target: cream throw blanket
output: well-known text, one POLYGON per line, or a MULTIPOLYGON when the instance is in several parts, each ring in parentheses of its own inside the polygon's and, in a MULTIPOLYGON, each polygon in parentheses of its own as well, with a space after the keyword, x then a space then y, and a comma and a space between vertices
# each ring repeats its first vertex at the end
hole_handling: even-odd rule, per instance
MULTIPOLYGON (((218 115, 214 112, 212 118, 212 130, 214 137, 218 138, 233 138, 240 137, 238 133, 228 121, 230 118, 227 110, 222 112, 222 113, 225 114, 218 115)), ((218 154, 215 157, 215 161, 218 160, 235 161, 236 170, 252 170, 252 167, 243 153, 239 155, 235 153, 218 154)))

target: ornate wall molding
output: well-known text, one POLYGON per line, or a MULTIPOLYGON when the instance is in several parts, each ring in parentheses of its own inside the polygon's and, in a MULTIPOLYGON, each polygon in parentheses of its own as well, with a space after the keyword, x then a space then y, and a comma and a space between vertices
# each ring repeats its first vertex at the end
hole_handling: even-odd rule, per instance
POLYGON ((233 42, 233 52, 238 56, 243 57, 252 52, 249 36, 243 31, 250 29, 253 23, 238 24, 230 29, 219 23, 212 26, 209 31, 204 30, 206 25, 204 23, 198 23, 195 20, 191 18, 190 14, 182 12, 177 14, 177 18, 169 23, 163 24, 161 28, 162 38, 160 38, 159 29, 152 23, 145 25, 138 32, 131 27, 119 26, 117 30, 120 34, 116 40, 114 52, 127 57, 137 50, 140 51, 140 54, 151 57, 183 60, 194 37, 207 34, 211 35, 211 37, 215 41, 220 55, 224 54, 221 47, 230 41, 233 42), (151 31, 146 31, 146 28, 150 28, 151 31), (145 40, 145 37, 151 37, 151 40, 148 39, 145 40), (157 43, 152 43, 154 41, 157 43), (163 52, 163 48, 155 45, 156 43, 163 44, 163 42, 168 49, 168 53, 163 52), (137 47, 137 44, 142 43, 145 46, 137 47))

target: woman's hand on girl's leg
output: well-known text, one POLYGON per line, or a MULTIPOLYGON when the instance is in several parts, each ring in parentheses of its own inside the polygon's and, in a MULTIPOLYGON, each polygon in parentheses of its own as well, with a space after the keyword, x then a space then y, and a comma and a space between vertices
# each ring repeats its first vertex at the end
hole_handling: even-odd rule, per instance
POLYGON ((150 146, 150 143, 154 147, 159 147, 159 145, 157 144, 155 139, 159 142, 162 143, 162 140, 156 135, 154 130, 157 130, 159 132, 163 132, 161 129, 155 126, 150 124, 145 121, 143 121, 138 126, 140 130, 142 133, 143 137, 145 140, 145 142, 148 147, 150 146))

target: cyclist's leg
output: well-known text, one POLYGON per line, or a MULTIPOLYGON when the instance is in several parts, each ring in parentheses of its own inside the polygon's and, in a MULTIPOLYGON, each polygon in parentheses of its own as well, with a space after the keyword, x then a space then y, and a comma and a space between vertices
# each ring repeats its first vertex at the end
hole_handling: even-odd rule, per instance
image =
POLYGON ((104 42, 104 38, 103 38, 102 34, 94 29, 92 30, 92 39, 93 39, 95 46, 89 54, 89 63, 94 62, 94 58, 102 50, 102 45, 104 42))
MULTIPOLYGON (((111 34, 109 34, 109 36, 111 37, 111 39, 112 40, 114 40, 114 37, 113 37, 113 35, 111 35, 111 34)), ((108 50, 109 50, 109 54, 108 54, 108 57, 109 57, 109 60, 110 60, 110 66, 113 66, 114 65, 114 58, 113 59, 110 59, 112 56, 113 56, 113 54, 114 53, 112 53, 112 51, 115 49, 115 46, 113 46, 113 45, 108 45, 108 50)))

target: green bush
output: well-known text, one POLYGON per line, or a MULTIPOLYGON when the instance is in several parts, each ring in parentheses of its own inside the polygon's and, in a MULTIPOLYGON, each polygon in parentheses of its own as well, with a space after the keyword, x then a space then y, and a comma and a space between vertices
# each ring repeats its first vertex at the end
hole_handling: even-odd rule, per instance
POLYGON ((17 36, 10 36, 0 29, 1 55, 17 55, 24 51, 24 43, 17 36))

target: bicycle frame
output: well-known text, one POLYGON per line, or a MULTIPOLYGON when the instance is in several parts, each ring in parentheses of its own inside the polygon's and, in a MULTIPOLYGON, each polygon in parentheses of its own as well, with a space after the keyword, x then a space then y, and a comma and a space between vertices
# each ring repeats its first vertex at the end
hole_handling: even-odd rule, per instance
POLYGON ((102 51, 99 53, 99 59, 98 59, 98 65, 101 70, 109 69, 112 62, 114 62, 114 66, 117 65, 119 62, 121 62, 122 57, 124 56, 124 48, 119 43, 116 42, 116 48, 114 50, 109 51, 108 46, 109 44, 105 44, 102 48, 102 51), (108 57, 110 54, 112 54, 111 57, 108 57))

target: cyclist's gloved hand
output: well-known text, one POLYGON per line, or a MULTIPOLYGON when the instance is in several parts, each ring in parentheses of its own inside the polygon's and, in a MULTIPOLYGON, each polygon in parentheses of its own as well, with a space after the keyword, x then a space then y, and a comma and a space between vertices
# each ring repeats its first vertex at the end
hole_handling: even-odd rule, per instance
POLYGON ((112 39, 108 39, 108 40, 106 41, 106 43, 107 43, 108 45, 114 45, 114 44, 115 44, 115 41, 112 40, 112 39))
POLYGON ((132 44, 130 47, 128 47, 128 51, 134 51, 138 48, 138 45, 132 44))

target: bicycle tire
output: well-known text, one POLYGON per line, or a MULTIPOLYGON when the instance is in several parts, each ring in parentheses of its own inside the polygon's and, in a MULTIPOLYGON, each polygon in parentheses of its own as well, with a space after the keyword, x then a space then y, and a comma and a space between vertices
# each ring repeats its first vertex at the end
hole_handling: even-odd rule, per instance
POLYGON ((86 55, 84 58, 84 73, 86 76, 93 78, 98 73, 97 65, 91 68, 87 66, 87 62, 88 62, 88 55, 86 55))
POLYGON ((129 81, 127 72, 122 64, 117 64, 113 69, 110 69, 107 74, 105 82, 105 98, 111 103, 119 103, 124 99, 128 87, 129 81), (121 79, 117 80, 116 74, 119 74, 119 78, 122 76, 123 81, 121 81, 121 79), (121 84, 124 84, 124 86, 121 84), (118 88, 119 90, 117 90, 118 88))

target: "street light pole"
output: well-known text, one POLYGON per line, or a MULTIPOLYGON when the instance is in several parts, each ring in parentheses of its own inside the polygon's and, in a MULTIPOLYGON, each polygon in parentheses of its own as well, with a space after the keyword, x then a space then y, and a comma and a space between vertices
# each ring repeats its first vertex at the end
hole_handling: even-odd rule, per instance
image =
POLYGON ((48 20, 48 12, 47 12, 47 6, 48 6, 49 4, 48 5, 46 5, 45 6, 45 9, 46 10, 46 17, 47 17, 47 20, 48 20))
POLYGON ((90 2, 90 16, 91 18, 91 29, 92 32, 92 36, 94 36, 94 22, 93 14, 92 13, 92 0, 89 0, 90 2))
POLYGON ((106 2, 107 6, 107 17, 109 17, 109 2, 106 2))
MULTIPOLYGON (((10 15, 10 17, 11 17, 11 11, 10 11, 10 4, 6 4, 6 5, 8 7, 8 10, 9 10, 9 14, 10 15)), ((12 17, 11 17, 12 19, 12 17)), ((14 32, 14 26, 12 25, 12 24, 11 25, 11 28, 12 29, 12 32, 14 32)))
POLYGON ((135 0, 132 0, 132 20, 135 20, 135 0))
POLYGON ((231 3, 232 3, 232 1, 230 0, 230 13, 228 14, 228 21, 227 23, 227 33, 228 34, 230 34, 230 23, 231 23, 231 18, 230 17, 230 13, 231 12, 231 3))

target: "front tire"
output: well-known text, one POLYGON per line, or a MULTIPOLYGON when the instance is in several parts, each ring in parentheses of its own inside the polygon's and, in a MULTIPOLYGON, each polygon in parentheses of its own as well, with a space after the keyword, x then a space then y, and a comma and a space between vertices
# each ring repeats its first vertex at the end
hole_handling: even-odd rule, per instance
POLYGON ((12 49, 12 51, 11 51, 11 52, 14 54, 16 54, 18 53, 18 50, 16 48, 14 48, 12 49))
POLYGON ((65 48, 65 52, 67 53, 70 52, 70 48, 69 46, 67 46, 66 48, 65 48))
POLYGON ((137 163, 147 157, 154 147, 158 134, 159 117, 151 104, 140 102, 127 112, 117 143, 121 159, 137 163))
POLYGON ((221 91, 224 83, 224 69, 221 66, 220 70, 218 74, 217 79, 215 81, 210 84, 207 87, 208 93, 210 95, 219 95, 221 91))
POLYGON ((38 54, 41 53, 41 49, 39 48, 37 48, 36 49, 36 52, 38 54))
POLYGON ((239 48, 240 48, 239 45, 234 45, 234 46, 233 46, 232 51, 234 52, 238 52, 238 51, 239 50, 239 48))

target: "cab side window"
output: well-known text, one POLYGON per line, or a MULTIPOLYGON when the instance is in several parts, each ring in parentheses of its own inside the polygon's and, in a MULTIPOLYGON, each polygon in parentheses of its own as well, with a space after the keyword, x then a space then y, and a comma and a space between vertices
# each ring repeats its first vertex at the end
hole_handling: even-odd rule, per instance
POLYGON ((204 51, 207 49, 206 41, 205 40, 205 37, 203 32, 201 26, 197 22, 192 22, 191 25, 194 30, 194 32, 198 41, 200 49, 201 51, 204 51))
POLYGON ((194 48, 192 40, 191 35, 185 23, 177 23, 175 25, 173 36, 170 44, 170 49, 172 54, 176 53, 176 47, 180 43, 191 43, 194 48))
- - - -
__TASK TO CARRY OUT__
Reproduce without change every line from the first one down to and including the line that contains "POLYGON ((233 42, 233".

__RESULT OF THIS TASK__
target: cream throw blanket
output: well-known text, one POLYGON per line, or a MULTIPOLYGON when the instance is in several parts, each ring in parentheses of its own inside the polygon's and, in a MULTIPOLYGON, each polygon in parentheses of its own as well, with a space after the keyword, x then a space then y, and a comma and a space between vertices
# each ring repeats its first vertex at the end
hole_handling: even-odd rule, per instance
MULTIPOLYGON (((218 115, 214 112, 212 118, 212 130, 214 137, 218 138, 233 138, 240 137, 238 133, 228 121, 230 118, 227 110, 222 112, 222 113, 225 114, 218 115)), ((218 154, 215 157, 215 161, 218 160, 235 161, 236 170, 252 170, 252 167, 243 153, 239 155, 235 153, 218 154)))

target: ornate wall molding
output: well-known text, one POLYGON per line, or a MULTIPOLYGON when the instance is in several parts, each ring in parentheses of its own inside the polygon's and, in a MULTIPOLYGON, each polygon in parentheses of its own as well, with a space after the keyword, x then a space then y, and a comma and a space between vertices
# each ring repeats its first vertex at the end
hole_handling: even-odd rule, per instance
POLYGON ((233 42, 233 52, 238 56, 243 57, 252 52, 249 36, 243 31, 250 29, 253 23, 238 24, 230 29, 219 23, 212 26, 209 31, 204 30, 206 25, 204 23, 198 23, 195 20, 191 18, 190 14, 182 12, 177 14, 177 18, 169 23, 163 24, 161 28, 162 38, 160 38, 159 29, 152 23, 145 25, 138 32, 131 27, 119 26, 117 30, 120 34, 116 40, 114 52, 127 57, 137 50, 140 51, 140 54, 151 57, 183 60, 194 37, 207 34, 211 35, 211 37, 215 41, 220 55, 224 54, 221 47, 230 41, 233 42), (151 31, 146 31, 146 28, 150 28, 151 31), (145 40, 145 37, 151 37, 151 40, 148 39, 145 40), (157 43, 152 43, 154 41, 157 43), (163 52, 163 48, 155 45, 156 43, 163 44, 163 42, 168 49, 168 53, 163 52), (137 47, 137 44, 142 43, 145 46, 137 47))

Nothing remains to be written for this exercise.